(MATERIAL PROVIDED begins)

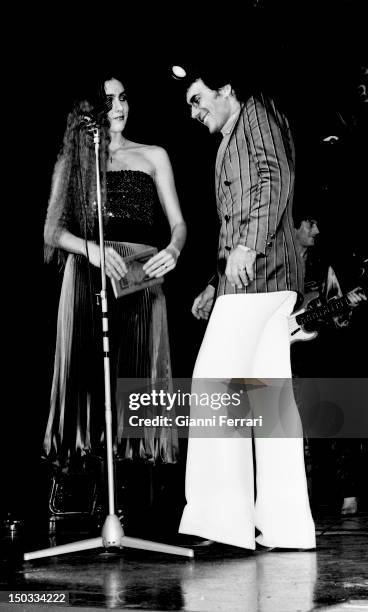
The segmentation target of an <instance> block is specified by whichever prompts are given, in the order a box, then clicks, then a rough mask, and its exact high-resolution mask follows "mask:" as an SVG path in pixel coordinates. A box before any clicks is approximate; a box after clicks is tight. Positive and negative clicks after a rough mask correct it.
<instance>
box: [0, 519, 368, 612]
mask: <svg viewBox="0 0 368 612" xmlns="http://www.w3.org/2000/svg"><path fill="white" fill-rule="evenodd" d="M315 518H316V526H317V550H316V551H311V552H298V551H289V552H284V551H282V552H281V551H268V552H266V551H255V552H251V551H246V550H244V549H240V548H235V547H231V546H224V545H220V544H212V545H209V546H203V547H195V548H194V550H195V556H194V559H185V558H184V557H176V556H171V555H170V556H169V555H164V554H159V553H154V552H146V551H137V550H132V549H124V550H116V549H113V550H112V551H109V552H106V551H104V550H103V549H99V550H90V551H86V552H75V553H72V554H67V555H59V556H57V557H49V558H46V559H40V560H35V561H28V562H23V561H22V554H23V552H24V551H30V550H35V549H39V548H44V547H47V546H50V545H55V544H60V543H64V542H67V541H75V540H80V539H83V538H88V537H91V533H87V532H83V531H81V527H80V525H79V528H78V527H77V526H76V525H74V528H72V526H71V524H70V523H69V524H67V523H66V522H59V523H58V524H57V527H56V531H55V533H54V534H53V535H50V534H48V533H47V530H44V531H42V530H39V529H36V528H35V529H31V528H29V527H28V529H27V528H26V527H24V528H23V529H22V528H21V527H19V528H16V529H13V530H10V529H9V528H3V529H2V532H1V540H0V543H1V569H2V571H1V580H0V589H1V591H2V593H1V596H2V597H1V602H0V610H1V612H2V611H3V610H4V611H11V610H14V611H20V610H22V611H23V610H24V611H25V612H32V611H35V610H42V611H44V612H46V610H54V611H55V610H56V609H60V610H62V609H64V610H67V609H71V608H74V607H76V608H79V609H80V610H85V611H87V610H96V609H101V608H108V609H116V610H125V611H128V610H135V611H136V610H145V611H146V612H149V611H155V612H158V611H167V610H182V611H183V612H217V611H219V612H220V611H221V612H222V611H226V612H237V611H242V612H258V611H259V612H278V611H280V612H289V611H290V612H304V611H305V612H307V611H308V612H309V611H311V610H317V609H318V610H319V611H320V610H329V612H336V611H339V612H340V611H341V612H343V611H345V610H346V611H349V612H354V611H357V610H359V611H361V610H368V513H366V512H363V513H359V514H358V515H356V516H354V517H345V518H340V517H337V516H336V515H335V516H332V515H331V514H323V513H321V514H320V515H319V516H317V517H315ZM77 529H78V531H77ZM92 535H93V536H95V535H99V534H98V533H97V534H96V533H94V534H92ZM171 543H174V542H171ZM7 591H12V592H13V593H22V594H23V599H24V594H26V593H34V592H35V591H36V592H39V593H45V592H46V593H48V594H50V592H60V591H63V592H66V593H67V594H68V600H69V604H68V605H62V606H60V607H59V606H58V605H57V604H56V603H51V604H47V603H42V604H32V603H28V602H27V603H23V604H22V603H19V604H15V603H9V599H8V595H7V593H6V592H7ZM27 601H28V600H27Z"/></svg>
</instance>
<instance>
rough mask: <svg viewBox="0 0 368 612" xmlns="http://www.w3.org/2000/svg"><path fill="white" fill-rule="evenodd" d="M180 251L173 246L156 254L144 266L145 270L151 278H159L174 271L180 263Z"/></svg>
mask: <svg viewBox="0 0 368 612" xmlns="http://www.w3.org/2000/svg"><path fill="white" fill-rule="evenodd" d="M178 256H179V255H178V251H177V249H175V248H174V247H172V246H171V245H169V246H167V247H166V249H163V250H162V251H160V252H159V253H156V255H154V256H153V257H151V259H149V260H148V261H147V263H145V264H144V266H143V270H144V271H145V273H146V274H147V275H148V276H150V277H151V278H159V277H160V276H163V275H164V274H167V272H170V271H171V270H173V269H174V268H175V266H176V263H177V261H178Z"/></svg>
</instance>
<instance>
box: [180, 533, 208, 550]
mask: <svg viewBox="0 0 368 612" xmlns="http://www.w3.org/2000/svg"><path fill="white" fill-rule="evenodd" d="M175 543H176V545H177V546H185V547H187V548H202V547H205V546H211V544H215V542H214V540H208V539H206V538H200V537H199V536H192V535H186V534H179V535H177V536H176V538H175Z"/></svg>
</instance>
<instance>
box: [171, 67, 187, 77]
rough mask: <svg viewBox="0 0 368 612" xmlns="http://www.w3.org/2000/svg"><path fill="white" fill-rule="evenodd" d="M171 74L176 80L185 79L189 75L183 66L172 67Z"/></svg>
mask: <svg viewBox="0 0 368 612" xmlns="http://www.w3.org/2000/svg"><path fill="white" fill-rule="evenodd" d="M171 74H172V76H173V77H174V79H185V77H186V76H187V73H186V71H185V70H184V68H183V67H182V66H172V67H171Z"/></svg>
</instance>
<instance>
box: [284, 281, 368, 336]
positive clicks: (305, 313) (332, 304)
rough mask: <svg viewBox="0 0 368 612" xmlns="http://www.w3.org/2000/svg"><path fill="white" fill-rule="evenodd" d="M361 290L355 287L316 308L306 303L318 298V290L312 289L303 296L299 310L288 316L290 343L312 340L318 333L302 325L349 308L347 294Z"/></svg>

(MATERIAL PROVIDED ends)

◆ **AIM OF THE EXERCISE**
Go back to the records above and write them out exactly, without the pictures.

◆ **RESPONSE AREA**
The segmentation target of an <instance> block is specified by whichever prompts are given, in the order a box, then clicks, then a rough mask, and its exact high-resolution mask follows "mask:" as an SVG path in pixel coordinates. A box before any clicks is approximate; a box after clicks is tight. Positive and negative clicks after a rough mask correct it.
<instance>
box: [0, 519, 368, 612]
mask: <svg viewBox="0 0 368 612" xmlns="http://www.w3.org/2000/svg"><path fill="white" fill-rule="evenodd" d="M315 518H316V526H317V550H316V551H311V552H298V551H289V552H284V551H282V552H281V551H268V552H266V551H255V552H251V551H246V550H244V549H240V548H235V547H231V546H224V545H220V544H212V545H209V546H203V547H195V548H194V550H195V556H194V559H185V558H184V557H176V556H171V555H170V556H169V555H164V554H159V553H154V552H146V551H137V550H132V549H124V550H116V549H113V550H112V551H109V552H106V551H104V550H103V549H99V550H90V551H86V552H75V553H72V554H67V555H59V556H57V557H49V558H46V559H40V560H35V561H28V562H23V561H22V554H23V552H24V551H30V550H35V549H39V548H44V547H47V546H50V545H55V544H60V543H64V542H67V541H75V540H80V539H83V538H88V537H91V533H87V532H83V531H81V527H80V525H79V528H78V527H77V526H76V525H74V528H72V526H71V524H70V523H69V524H67V523H66V522H59V523H58V524H57V527H56V531H55V533H54V534H53V535H50V534H48V533H47V530H44V531H42V530H39V529H36V528H35V529H31V528H29V527H28V529H27V528H26V527H24V528H23V529H22V528H21V527H19V528H16V529H13V530H10V529H9V528H3V529H2V532H1V540H0V543H1V569H2V571H1V580H0V589H1V591H2V593H1V596H2V597H1V602H0V610H1V612H2V611H3V610H4V611H11V610H14V611H20V610H22V611H23V610H24V611H25V612H32V611H35V610H42V611H44V612H46V610H54V611H55V610H56V609H60V610H62V609H64V610H67V609H71V608H74V607H76V608H79V609H80V610H85V611H87V610H96V609H101V608H108V609H116V610H125V611H128V610H135V611H136V610H145V611H146V612H149V611H155V612H158V611H167V610H182V611H183V612H217V611H219V612H220V611H221V612H222V611H226V612H237V611H242V612H258V611H259V612H278V611H280V612H289V611H290V612H304V611H305V612H307V611H308V612H309V611H311V610H317V609H318V610H319V611H320V610H329V612H336V611H339V612H340V611H341V612H343V611H345V610H346V611H349V612H354V611H357V610H359V611H361V610H368V513H366V512H363V513H359V514H358V515H356V516H354V517H345V518H340V517H337V516H336V515H335V516H332V515H331V514H323V513H321V514H320V515H319V516H317V517H315ZM77 529H78V531H77ZM92 535H93V536H95V535H99V534H98V533H97V534H96V533H94V534H92ZM171 543H174V542H171ZM7 591H12V592H13V593H22V594H23V599H24V594H26V593H34V592H35V591H36V592H39V593H45V592H46V593H48V594H50V592H60V591H63V592H66V593H67V594H68V600H69V604H68V605H62V606H60V607H59V606H58V605H57V604H56V603H51V604H47V603H42V604H32V603H28V602H27V603H23V604H22V603H19V604H15V603H9V599H8V595H7V593H6V592H7ZM27 601H28V600H27Z"/></svg>
</instance>
<instance>
rough mask: <svg viewBox="0 0 368 612" xmlns="http://www.w3.org/2000/svg"><path fill="white" fill-rule="evenodd" d="M180 251L173 246L156 254L144 266L145 270L151 278H159L174 271L180 263Z"/></svg>
mask: <svg viewBox="0 0 368 612" xmlns="http://www.w3.org/2000/svg"><path fill="white" fill-rule="evenodd" d="M178 256H179V255H178V251H177V249H175V248H174V247H172V246H171V245H169V246H167V247H166V249H163V250H162V251H160V252H159V253H156V255H154V256H153V257H151V259H149V260H148V261H147V263H145V264H144V266H143V270H144V271H145V273H146V274H147V275H148V276H150V277H151V278H159V277H160V276H163V275H164V274H167V272H170V271H171V270H173V269H174V268H175V266H176V263H177V261H178Z"/></svg>
</instance>
<instance>
box: [180, 533, 208, 550]
mask: <svg viewBox="0 0 368 612" xmlns="http://www.w3.org/2000/svg"><path fill="white" fill-rule="evenodd" d="M175 543H176V545H177V546H185V547H187V548H202V547H205V546H211V544H215V542H214V540H208V539H206V538H200V537H199V536H192V535H186V534H179V535H177V536H176V538H175Z"/></svg>
</instance>
<instance>
box: [171, 67, 187, 77]
rough mask: <svg viewBox="0 0 368 612" xmlns="http://www.w3.org/2000/svg"><path fill="white" fill-rule="evenodd" d="M171 74L176 80L185 79L189 75L183 66L172 67Z"/></svg>
mask: <svg viewBox="0 0 368 612" xmlns="http://www.w3.org/2000/svg"><path fill="white" fill-rule="evenodd" d="M171 74H172V76H173V77H174V79H185V77H186V76H187V73H186V71H185V70H184V68H183V67H182V66H172V67H171Z"/></svg>
</instance>
<instance>
box: [284, 281, 368, 336]
positive clicks: (305, 313) (332, 304)
rough mask: <svg viewBox="0 0 368 612" xmlns="http://www.w3.org/2000/svg"><path fill="white" fill-rule="evenodd" d="M361 290L355 287L316 308L306 303L318 298V290L312 289L303 296L299 310L288 316L290 343L312 340L318 333L302 325L349 308L347 294Z"/></svg>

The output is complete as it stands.